Exercise requirements: Leave out every picture, and return exactly the lines from the line containing "Request = tag one keypoint per instance of the angled" through the end of the records below, both inclusive.
:: Dataset extract
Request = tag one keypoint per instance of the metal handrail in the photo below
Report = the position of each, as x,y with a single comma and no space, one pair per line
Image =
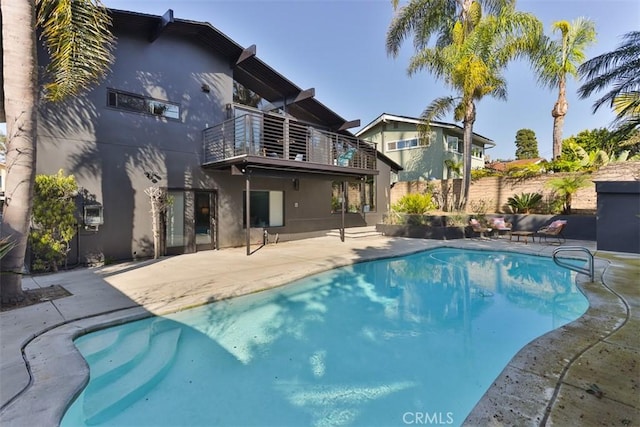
590,271
266,135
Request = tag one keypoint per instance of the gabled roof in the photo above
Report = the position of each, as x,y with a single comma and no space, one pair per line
384,118
248,69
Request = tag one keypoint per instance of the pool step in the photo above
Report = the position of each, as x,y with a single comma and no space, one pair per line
132,375
356,232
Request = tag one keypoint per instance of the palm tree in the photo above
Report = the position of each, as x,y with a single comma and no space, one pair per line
77,37
617,69
469,54
558,58
566,187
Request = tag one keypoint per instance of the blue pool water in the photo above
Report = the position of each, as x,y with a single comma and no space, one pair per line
411,340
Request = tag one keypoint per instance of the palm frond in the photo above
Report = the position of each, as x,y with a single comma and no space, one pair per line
619,65
77,36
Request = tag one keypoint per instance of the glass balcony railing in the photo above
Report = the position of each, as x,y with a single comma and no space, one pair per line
277,137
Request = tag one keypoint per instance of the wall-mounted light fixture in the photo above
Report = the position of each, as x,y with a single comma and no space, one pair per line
152,176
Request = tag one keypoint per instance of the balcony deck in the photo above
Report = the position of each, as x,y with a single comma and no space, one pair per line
282,145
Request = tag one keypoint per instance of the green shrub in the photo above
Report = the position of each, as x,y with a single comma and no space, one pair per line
414,203
563,165
526,171
54,222
525,202
483,173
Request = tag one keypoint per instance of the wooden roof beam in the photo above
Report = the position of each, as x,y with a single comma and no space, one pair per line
246,54
165,21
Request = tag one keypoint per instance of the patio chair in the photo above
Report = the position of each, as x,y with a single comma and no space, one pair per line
499,224
344,158
553,230
479,228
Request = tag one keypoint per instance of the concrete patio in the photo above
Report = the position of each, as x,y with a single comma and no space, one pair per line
546,383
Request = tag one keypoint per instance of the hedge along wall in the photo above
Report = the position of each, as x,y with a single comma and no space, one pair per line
496,190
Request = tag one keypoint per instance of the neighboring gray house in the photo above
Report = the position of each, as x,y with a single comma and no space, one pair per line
165,116
397,138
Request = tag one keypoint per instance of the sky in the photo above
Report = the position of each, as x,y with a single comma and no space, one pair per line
338,48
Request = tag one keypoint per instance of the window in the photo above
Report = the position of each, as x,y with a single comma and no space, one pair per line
267,208
404,144
453,144
477,151
141,104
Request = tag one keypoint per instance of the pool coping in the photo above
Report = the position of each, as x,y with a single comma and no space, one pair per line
529,390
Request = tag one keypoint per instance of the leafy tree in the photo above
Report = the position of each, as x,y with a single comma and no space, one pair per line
524,202
559,58
526,144
54,221
592,140
415,203
617,69
566,187
78,42
469,54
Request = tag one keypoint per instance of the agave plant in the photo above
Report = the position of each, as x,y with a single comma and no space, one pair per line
525,202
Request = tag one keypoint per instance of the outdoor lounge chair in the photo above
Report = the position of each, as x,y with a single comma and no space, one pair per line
499,224
479,228
553,230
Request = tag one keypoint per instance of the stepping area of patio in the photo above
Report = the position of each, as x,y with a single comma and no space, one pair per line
549,382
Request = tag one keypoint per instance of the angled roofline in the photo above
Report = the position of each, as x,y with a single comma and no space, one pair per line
386,117
248,69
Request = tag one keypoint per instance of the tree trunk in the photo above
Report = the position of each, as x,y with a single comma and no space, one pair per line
469,119
20,105
559,112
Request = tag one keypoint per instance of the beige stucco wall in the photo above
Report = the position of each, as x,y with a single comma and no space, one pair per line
495,191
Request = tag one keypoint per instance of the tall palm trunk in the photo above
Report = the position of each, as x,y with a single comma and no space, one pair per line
559,112
467,123
20,98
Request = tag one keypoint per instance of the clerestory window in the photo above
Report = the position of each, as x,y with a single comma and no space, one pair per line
142,104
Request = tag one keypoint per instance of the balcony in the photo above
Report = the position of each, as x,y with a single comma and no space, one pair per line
277,143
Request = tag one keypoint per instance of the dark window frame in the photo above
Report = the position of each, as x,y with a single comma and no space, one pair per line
140,104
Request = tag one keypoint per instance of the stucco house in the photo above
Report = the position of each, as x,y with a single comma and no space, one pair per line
397,137
166,116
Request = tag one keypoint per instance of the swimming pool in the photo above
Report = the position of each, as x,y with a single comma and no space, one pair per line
389,342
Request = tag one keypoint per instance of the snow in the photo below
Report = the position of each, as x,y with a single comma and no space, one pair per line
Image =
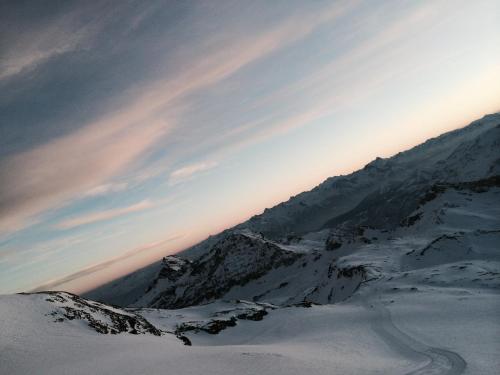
416,294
::::
Written response:
Request = tag one keypoint per instance of the angled roofline in the photo above
Report = the position of each, as x,y with a single comma and no space, one pair per line
386,117
248,69
Request = tag one keypoint per instance of the tree trunk in the photo above
Report = the position of each, as x,y with a single comma and no space, one pair per line
469,119
20,105
559,112
Request = tag one keypoint per instance of the beige stucco wall in the photo above
Report = the position of each, as x,y with a single comma and no space, one pair per line
495,191
Request = tag one keypoint per instance of the tall palm trunk in the photo above
Report = the position of each, as x,y with a single comma and no space, one pair per line
559,112
467,123
20,98
Request = tag one keypoint per instance of the clerestory window in the photo above
Report = the position of each, as x,y with a single comma and no space, one pair per line
142,104
Request = tag one keypoint per instance of the balcony in the photo above
Report = the position of each, as x,y with a single comma and no space, one pair per line
277,143
Request = tag one keypoint per instance of the dark window frame in the photo above
Report = the position of each, as x,y with a single comma and no space, one pair per line
140,104
Request = tag one keypoint per instance of the stucco house in the photo above
Report = the position of each, as x,y with a single comma and no space, one pair per line
397,137
166,116
Request = tag one keypoint per instance of the swimming pool in the photo above
Report = the position of each, as x,y with a single comma and no space, one pair per line
389,342
Request = tag one keypoint per instance of the snow in the photo below
Report = the position of each, as x,y with a single comma and no space, one pair per line
Image =
416,294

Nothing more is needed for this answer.